→ Exercise description
All lines from the line containing "the black sneaker" up to and including the last line of the listing below should be echoed exactly; no other lines belong in the response.

--------------------------------

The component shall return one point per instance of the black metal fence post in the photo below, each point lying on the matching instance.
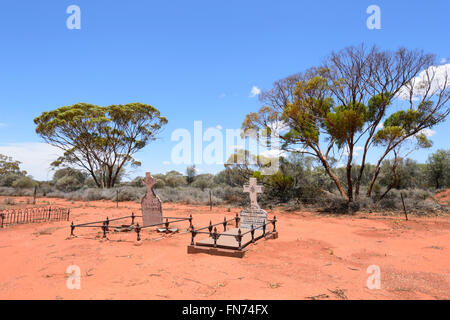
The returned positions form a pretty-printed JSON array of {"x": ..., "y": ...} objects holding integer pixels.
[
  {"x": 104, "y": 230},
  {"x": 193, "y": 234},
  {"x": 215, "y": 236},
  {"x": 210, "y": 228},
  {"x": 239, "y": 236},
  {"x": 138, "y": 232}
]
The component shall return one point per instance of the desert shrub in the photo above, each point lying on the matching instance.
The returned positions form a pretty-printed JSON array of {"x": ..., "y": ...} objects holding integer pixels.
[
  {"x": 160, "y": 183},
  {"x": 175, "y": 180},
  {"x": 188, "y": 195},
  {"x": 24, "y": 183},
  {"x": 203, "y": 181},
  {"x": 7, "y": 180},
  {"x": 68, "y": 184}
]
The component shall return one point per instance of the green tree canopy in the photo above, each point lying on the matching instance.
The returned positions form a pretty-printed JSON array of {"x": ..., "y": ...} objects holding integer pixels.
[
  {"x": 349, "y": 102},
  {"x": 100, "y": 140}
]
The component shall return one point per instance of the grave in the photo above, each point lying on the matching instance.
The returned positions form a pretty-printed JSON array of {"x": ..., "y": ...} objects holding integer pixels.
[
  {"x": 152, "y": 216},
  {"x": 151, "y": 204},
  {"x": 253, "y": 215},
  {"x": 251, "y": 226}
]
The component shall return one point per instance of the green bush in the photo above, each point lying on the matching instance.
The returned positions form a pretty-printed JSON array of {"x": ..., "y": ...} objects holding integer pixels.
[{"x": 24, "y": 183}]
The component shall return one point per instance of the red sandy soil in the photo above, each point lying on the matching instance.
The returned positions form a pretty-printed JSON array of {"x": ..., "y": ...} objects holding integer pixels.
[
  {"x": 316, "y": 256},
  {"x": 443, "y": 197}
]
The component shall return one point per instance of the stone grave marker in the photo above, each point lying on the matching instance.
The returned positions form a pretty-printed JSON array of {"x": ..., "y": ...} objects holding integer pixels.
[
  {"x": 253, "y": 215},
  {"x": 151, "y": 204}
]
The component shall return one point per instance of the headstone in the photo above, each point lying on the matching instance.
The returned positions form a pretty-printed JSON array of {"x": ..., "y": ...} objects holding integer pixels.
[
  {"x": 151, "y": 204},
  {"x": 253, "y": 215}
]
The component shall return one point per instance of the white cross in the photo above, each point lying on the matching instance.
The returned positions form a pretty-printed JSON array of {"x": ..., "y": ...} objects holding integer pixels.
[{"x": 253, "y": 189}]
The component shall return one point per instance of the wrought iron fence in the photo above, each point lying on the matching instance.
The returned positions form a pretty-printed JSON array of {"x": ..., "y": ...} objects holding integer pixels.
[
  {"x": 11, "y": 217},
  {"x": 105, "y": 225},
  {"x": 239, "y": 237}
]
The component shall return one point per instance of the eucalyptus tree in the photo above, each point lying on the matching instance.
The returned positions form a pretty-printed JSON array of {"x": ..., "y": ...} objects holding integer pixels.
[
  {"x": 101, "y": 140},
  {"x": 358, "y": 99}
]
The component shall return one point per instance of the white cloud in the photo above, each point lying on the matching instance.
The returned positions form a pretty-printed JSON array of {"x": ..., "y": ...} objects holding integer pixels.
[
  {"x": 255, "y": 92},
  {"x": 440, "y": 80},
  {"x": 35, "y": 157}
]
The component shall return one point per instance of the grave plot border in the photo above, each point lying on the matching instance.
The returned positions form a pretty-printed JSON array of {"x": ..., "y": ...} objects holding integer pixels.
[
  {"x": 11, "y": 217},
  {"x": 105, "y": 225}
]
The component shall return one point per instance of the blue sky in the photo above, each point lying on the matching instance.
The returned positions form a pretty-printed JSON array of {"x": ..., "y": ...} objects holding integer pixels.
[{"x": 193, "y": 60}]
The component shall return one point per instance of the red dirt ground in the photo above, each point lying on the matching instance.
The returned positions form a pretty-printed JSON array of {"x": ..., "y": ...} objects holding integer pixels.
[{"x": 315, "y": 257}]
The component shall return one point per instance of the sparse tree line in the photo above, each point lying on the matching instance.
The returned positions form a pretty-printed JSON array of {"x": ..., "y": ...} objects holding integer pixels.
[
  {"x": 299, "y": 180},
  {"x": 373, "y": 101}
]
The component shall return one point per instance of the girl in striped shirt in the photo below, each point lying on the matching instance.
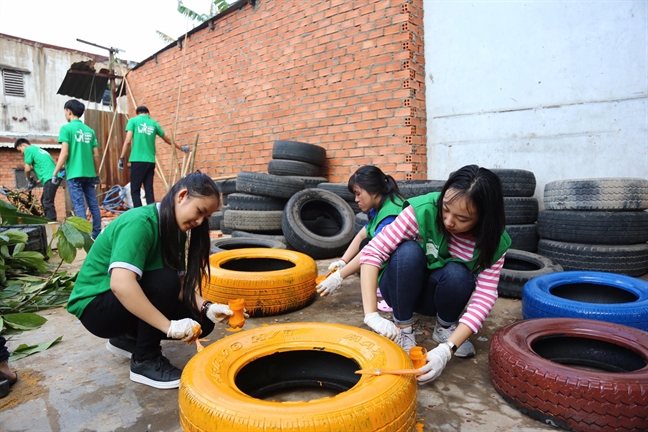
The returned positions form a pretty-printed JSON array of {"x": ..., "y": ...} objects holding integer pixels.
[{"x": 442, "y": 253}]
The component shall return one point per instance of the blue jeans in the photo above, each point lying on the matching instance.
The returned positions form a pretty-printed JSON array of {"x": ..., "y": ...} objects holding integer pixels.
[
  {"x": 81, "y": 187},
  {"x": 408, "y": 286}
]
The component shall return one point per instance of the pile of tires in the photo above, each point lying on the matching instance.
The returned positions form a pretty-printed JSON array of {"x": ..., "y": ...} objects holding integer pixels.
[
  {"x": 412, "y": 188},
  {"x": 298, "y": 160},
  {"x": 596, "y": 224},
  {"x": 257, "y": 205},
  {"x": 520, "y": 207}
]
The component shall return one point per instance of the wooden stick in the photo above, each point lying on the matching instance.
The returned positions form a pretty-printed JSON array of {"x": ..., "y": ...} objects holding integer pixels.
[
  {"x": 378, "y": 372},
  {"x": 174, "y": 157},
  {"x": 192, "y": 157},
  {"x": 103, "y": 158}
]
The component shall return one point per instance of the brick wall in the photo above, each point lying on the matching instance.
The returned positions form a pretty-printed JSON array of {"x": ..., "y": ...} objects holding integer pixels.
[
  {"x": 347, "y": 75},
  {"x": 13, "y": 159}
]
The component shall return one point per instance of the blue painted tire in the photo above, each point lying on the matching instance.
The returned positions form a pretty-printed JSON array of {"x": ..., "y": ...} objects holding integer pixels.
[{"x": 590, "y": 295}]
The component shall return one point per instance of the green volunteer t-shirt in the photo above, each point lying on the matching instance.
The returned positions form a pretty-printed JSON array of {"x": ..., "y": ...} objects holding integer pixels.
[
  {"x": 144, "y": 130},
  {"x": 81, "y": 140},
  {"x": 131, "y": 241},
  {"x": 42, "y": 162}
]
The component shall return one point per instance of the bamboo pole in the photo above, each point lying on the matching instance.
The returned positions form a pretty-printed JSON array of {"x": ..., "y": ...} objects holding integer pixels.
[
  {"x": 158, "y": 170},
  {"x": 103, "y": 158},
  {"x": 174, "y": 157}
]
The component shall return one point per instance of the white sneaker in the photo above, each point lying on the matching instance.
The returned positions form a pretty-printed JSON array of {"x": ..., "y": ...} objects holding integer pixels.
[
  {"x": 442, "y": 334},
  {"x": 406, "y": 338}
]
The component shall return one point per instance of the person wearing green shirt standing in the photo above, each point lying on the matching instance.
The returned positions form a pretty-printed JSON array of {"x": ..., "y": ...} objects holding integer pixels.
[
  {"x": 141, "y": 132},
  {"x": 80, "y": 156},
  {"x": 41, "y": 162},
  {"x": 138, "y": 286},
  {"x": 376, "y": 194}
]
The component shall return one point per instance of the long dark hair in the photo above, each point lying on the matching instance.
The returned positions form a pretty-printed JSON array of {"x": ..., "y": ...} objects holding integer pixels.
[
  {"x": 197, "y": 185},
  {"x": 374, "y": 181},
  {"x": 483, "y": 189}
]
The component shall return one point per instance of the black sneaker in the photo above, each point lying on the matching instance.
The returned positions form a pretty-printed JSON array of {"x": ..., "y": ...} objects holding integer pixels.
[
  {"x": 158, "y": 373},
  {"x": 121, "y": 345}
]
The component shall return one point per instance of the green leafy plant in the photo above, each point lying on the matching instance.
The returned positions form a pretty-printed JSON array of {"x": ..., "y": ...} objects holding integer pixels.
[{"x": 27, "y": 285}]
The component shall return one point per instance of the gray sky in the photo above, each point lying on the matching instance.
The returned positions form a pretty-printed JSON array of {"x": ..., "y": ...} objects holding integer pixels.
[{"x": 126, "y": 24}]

--------------------------------

→ Expected answer
The component shall return one point per instance of the black sneaker in the photo above, each point lying on the matching instance.
The returned positions form a pretty-printed JSON array of {"x": ..., "y": ...} objects holding integer pixels.
[
  {"x": 158, "y": 373},
  {"x": 121, "y": 345}
]
The component shall return one point per instance of the green leafy plant in the photo above, each point lying on the matching instance.
The returned positions form a pretty-printed JSON array of {"x": ..., "y": ...} objects holding integer pixels.
[{"x": 27, "y": 285}]
The component shall return one point per instance of the gray sky in the photo above, each point lying on the matching instance.
The returned positions form a pretty-printed JSON array of {"x": ..., "y": ...} objects holding integer pixels.
[{"x": 126, "y": 24}]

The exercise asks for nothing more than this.